# Start of Entries provided

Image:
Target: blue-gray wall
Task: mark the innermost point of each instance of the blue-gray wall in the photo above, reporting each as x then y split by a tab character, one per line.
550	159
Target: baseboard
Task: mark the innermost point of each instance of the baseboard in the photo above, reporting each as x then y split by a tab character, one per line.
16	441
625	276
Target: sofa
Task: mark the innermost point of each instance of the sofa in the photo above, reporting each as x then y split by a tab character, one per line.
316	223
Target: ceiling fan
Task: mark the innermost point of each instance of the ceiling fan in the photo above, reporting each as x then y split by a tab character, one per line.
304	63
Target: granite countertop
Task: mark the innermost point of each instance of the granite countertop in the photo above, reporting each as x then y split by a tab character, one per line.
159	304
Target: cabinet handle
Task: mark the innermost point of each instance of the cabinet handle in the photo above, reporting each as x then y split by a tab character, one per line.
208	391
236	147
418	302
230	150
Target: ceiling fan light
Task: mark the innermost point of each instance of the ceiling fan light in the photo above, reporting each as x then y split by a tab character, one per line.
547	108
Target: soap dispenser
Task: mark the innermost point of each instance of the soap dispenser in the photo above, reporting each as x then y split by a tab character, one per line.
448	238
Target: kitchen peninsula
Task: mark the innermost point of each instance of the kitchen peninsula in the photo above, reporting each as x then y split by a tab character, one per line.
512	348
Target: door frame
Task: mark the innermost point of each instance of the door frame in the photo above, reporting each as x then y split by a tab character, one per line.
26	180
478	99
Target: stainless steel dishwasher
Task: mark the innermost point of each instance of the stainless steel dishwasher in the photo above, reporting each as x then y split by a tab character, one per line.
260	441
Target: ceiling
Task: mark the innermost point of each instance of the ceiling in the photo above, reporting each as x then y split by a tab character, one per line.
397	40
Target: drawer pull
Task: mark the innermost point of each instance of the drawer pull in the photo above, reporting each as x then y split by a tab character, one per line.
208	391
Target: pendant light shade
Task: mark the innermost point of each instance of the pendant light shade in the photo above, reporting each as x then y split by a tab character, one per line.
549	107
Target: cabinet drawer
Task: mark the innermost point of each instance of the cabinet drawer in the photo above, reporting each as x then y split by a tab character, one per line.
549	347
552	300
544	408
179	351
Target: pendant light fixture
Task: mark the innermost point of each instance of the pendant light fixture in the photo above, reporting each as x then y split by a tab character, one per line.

# End of Entries provided

Exercise description: Make an exact copy of every line from the one with "Target: granite countertop" to the end of the data, with the first and last of those lines included.

Answer for the task:
Target: granite countertop
Task: mark the innermost point of each instance of the granite countertop in the photo above, reporting each as x then y split by a tab character, one per line.
159	304
Target: cabinet handle
Task: mark the innermost point of each instance of the cabinet handle in the photo above, reporting each as x then y split by a tab character, one per line.
208	391
236	147
418	302
230	150
Target: ceiling fan light
Task: mark the innermost point of each instance of the ceiling fan light in the photo above, reporting each as x then y split by a tab character, one per line.
547	108
Target: soap dispenser
Task: mark the innermost point of each instance of the soap dispenser in the photo above, reporting each as x then y split by a tab character, one per line.
448	238
Target: kitchen peninsula
Task: mark the innermost point of each instance of the kitchen peninsula in the photo above, reporting each as x then y split by a tab character, one per line.
512	348
Target: door frame
Task: mark the innermost point of each instance of the door frame in the photo above, reporting each as x then y split by a tab character, one per line.
26	180
478	99
Target: stainless steel dishwasher
Task: mark the innermost point of each instance of the stainless steel dishwasher in the photo above, reporting each as x then y split by a tab character, one per line.
260	441
Target: ceiling
Task: mark the innermost point of each instance of the ceiling in the photo above, reporting each as x then y split by a tab character, one per line.
397	40
Target: drawer pull
Task: mark the innermost point of each instance of the drawer pull in the photo above, reporting each as x then y split by a tab character, one per line.
208	391
Target: pendant light shade
Task: mark the innermost point of each instance of the pendant light shade in the photo above, reporting each as x then y split by a tab character, one per line.
549	107
Target: cabinet drawer
Task: mark the innermost point of each instance of the cabinet drawer in the photo above, reporting each as x then y split by a tab character, one per line.
549	347
552	300
544	408
179	351
Target: pendant light fixture
Task: mark the innermost point of each instance of the pendant light fixture in the photo above, reporting each as x then y split by a tab character, one per line.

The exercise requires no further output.